Label-Free Data Mining of Scientific Literature by Unsupervised Syntactic Distance Analysis.
Baicheng ZhangHengyu XiaoGuilin YeZhaokun SongTiantian HanEdward SharmanMan LuoAoyuan ChengQing ZhuHaitao ZhaoGuoqing ZhangSong WangJun JiangPublished in: The journal of physical chemistry letters (2023)
Label-free data mining can efficiently feed large amounts of data from the vast scientific literature into artificial intelligence (AI) processing systems. Here, we demonstrate an unsupervised syntactic distance analysis (SDA) approach that is capable of mining chemical substances, functions, properties, and operations without annotation. This SDA approach was evaluated in several areas of research from the physical sciences and achieved performance in information mining comparable to that of supervised learning, as shown by its satisfactory scores of 0.62-0.72, 0.60-0.82, and 0.86-0.95 in precision, recall, and accuracy, respectively. We also showcase how our approach can assist robotic chemists programmed to perform research focused on double-perovskite colloidal nanocrystals, gold colloidal nanocrystals, oxygen evolution reaction catalysts, and enzyme-like catalysts by designing materials, formulations, and synthesis parameters based on data mined from 1.1 million literature references.

### EXERCISE REQUIREMENTS
Please print the part of the abstract that runs from "Label-Free Data Mining of" up to and including "chemistry letters (2023)". The lines are separate material with no connection to the abstract.

### GIVEN RECORDS
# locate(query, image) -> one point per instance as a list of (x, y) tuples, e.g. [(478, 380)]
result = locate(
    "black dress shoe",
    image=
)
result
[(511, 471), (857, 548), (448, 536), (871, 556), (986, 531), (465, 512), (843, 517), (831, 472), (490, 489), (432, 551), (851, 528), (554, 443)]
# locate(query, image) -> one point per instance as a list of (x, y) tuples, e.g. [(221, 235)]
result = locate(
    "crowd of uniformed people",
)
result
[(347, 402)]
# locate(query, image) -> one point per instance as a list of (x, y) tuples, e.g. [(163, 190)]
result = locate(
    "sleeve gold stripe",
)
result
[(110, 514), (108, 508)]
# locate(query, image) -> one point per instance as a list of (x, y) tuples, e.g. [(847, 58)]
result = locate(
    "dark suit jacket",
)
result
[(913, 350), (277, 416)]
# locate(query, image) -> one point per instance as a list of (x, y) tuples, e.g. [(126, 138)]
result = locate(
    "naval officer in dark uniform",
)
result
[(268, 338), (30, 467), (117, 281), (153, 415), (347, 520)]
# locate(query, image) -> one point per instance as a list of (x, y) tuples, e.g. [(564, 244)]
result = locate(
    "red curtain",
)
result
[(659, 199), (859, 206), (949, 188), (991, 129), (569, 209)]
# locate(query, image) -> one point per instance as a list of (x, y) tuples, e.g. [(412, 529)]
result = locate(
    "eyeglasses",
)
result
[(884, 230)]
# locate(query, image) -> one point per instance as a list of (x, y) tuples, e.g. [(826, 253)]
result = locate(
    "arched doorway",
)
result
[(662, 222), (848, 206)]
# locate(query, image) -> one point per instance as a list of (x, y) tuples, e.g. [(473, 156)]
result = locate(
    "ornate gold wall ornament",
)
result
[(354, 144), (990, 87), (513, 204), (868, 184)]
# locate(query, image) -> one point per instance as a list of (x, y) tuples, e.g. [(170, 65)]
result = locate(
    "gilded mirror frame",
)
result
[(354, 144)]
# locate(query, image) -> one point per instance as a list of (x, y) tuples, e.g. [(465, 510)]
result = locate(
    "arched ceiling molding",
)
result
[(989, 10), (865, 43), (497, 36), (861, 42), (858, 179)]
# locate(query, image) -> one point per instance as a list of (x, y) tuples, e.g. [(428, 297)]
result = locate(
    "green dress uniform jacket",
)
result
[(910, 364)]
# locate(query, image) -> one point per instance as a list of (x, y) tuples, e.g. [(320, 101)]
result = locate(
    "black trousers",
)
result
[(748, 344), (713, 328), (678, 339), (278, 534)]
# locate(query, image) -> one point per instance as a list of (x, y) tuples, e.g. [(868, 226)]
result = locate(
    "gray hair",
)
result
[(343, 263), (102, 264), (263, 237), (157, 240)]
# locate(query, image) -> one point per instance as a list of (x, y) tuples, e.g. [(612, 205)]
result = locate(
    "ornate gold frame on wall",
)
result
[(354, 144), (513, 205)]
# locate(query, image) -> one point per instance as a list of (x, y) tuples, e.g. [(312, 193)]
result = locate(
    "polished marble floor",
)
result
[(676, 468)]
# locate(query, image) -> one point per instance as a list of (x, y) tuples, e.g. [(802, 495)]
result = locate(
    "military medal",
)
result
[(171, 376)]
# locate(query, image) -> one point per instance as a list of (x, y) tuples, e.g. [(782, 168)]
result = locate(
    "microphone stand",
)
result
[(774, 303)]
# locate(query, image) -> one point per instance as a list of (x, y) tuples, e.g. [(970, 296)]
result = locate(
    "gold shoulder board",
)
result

### EXERCISE OUTPUT
Label-Free Data Mining of Scientific Literature by Unsupervised Syntactic Distance Analysis.
Baicheng ZhangHengyu XiaoGuilin YeZhaokun SongTiantian HanEdward SharmanMan LuoAoyuan ChengQing ZhuHaitao ZhaoGuoqing ZhangSong WangJun JiangPublished in: The journal of physical chemistry letters (2023)